INSTRUCTIONS TO FOLLOW:
Reproduce the lines of the source data, starting at the line that contains "water --vertices whole-pixels" and continuing through the final line of the source data.

Start of DATA FOR THIS EXERCISE

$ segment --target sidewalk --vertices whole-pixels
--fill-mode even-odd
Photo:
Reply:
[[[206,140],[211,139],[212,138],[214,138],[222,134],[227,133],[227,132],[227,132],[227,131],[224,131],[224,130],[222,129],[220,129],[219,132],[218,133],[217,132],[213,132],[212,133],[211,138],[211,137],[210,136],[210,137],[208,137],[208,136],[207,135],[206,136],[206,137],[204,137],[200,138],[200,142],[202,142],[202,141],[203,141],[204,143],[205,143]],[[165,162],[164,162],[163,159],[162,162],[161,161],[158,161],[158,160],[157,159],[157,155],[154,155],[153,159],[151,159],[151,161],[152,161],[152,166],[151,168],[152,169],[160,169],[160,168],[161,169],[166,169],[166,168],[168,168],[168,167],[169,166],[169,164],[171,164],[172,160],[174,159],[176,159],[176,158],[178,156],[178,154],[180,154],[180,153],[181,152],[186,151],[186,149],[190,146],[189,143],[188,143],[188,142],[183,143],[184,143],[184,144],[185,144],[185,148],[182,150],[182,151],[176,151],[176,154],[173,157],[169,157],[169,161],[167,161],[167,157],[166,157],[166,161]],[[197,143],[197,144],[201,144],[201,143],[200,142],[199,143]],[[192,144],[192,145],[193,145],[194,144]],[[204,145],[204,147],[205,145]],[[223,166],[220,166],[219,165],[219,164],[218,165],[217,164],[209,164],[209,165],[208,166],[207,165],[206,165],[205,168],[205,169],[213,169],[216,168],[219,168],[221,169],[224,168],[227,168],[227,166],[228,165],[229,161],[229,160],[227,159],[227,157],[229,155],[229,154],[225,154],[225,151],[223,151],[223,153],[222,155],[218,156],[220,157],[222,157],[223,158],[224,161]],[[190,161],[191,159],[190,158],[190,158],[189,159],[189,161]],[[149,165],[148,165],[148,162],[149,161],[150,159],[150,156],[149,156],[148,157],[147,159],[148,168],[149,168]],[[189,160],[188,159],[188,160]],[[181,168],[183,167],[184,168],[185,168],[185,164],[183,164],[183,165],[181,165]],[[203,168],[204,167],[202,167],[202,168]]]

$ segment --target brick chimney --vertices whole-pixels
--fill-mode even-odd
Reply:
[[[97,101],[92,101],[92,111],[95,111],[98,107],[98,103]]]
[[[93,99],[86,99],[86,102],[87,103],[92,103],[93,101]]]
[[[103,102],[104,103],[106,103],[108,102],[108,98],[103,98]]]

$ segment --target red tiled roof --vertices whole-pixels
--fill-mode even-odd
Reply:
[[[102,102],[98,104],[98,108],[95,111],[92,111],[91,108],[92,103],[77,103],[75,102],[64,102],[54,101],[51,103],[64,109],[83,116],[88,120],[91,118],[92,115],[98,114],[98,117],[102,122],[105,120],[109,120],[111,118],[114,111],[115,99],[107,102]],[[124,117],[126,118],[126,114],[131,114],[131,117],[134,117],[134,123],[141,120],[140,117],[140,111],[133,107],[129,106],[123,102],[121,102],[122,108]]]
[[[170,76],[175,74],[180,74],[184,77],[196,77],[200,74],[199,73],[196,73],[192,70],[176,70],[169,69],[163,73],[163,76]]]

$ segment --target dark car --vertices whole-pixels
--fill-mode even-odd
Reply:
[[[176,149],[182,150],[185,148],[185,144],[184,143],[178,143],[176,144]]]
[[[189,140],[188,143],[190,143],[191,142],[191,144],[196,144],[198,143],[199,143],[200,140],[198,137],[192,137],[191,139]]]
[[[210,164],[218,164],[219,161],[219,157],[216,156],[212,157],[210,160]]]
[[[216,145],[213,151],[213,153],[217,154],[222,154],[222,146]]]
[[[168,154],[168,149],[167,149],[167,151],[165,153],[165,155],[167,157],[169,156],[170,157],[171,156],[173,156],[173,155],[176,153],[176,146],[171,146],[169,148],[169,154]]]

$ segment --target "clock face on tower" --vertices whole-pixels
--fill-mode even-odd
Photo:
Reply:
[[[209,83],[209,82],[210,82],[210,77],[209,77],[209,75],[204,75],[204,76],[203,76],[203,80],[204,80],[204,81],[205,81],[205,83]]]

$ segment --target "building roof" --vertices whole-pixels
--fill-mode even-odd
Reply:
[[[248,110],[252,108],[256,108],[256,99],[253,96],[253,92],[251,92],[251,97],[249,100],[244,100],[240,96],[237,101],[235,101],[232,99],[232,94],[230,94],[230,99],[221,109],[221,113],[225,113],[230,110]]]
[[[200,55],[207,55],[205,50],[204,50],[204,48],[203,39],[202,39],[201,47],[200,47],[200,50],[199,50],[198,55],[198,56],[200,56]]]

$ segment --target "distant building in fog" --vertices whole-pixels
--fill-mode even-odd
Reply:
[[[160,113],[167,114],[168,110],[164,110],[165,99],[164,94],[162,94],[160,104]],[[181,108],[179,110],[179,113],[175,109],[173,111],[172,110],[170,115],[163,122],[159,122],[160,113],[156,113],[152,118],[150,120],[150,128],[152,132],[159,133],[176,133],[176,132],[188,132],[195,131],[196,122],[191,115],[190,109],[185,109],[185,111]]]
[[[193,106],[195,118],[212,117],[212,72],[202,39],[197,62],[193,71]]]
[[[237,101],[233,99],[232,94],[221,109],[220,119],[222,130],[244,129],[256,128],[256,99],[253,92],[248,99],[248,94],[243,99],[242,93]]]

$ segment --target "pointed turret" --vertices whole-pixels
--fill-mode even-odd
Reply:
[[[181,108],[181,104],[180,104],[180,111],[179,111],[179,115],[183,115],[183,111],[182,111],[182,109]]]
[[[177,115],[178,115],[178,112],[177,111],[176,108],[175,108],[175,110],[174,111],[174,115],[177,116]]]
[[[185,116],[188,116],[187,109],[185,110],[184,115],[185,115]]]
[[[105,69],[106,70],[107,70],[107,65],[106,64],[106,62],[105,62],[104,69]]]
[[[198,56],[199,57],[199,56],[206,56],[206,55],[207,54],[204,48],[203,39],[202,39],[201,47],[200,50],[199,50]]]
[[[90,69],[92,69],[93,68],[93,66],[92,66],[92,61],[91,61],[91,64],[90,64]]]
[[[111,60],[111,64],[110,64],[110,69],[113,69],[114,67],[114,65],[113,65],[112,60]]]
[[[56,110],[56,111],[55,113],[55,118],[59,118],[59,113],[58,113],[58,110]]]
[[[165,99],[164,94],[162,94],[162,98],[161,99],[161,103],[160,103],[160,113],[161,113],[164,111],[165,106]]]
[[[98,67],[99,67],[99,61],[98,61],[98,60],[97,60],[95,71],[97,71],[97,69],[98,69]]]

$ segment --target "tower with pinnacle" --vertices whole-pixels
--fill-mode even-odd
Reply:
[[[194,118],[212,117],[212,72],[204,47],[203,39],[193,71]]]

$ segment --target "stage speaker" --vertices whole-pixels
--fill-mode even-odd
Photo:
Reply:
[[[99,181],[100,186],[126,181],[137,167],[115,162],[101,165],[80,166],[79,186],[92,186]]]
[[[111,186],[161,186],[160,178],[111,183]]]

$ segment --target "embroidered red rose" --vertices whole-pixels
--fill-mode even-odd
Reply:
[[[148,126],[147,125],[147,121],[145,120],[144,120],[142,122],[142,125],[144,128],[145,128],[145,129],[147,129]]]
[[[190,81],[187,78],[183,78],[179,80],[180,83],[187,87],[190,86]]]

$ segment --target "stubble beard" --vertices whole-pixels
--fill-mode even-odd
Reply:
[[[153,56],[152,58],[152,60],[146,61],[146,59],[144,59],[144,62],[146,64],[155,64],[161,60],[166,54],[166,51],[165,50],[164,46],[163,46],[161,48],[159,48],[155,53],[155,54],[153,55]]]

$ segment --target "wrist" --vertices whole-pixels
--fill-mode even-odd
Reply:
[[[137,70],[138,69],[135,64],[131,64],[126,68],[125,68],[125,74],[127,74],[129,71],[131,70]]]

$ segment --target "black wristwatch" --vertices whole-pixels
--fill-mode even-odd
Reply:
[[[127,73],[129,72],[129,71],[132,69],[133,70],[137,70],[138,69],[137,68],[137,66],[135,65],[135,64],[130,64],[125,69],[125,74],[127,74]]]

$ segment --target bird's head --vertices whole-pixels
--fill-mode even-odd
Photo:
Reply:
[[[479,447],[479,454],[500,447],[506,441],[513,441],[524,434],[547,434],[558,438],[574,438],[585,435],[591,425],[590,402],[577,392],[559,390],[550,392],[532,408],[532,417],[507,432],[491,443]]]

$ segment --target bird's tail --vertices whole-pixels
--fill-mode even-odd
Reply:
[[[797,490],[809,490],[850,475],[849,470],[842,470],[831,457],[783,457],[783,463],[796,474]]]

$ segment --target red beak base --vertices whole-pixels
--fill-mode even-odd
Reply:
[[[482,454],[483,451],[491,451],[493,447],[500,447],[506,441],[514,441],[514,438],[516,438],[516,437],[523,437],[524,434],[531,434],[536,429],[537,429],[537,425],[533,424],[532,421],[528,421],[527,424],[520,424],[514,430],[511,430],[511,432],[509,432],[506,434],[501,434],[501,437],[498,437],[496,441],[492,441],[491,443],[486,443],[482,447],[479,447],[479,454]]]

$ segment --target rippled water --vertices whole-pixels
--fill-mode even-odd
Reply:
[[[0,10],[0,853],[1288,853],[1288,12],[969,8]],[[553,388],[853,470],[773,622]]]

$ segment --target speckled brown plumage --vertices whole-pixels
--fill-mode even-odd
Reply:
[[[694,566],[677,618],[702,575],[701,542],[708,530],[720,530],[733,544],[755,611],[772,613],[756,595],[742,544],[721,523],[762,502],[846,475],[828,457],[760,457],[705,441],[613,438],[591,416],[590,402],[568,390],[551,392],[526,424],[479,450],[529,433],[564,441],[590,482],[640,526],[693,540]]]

End of DATA FOR THIS EXERCISE

WORKED SOLUTION:
$ segment --target rippled water --vertices whole-pixels
--fill-mode even-odd
Reply:
[[[0,10],[0,853],[1288,853],[1288,12],[969,8]],[[553,388],[853,470],[773,622]]]

$ segment --target speckled brown plumage --vertices whole-pixels
--fill-mode even-odd
Reply:
[[[694,566],[677,618],[702,575],[701,542],[708,530],[720,530],[733,544],[755,611],[772,613],[756,595],[742,544],[721,523],[762,502],[846,475],[828,457],[760,457],[705,441],[613,438],[591,416],[590,402],[568,390],[551,392],[526,424],[479,450],[529,433],[564,441],[590,482],[640,526],[693,540]]]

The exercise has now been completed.